::: SUPPLIED RECORDS :::

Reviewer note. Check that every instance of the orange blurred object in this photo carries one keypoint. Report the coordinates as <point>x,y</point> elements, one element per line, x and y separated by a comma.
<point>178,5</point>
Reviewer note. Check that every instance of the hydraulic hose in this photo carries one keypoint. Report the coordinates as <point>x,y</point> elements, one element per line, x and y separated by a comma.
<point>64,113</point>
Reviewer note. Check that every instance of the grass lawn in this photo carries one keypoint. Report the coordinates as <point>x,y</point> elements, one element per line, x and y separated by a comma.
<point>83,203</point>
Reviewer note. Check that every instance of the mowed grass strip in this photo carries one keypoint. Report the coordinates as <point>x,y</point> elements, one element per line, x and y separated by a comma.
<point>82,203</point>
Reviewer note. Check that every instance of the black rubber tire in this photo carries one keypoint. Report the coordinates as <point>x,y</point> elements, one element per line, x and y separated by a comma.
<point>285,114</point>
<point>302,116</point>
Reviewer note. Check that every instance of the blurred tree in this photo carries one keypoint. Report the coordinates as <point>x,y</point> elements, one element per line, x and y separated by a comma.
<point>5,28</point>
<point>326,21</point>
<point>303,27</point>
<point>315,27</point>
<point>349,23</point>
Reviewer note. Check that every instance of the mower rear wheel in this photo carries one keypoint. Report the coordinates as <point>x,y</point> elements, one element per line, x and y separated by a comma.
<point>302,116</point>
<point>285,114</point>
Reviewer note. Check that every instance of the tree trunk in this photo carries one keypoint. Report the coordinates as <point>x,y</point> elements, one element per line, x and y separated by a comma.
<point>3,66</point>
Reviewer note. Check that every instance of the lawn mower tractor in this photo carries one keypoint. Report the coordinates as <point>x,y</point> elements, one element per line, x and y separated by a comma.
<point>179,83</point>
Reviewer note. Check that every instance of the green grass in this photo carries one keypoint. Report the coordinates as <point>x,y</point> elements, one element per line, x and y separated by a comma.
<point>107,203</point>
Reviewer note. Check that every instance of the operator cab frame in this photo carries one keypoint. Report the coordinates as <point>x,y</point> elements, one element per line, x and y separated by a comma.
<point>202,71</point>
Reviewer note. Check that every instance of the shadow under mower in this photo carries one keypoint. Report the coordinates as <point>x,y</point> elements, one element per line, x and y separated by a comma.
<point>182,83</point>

:::

Replace "keypoint" with "marker" in the part of the records that runs from their start through the line containing "<point>178,5</point>". Write out only that part, leaving everything else in it unchanged.

### [WRITTEN ANSWER]
Reviewer note. Check that every instance of the orange blurred object in this photo carries one marker. Report the coordinates as <point>x,y</point> elements, one element per line, x and y separated by a comma.
<point>178,5</point>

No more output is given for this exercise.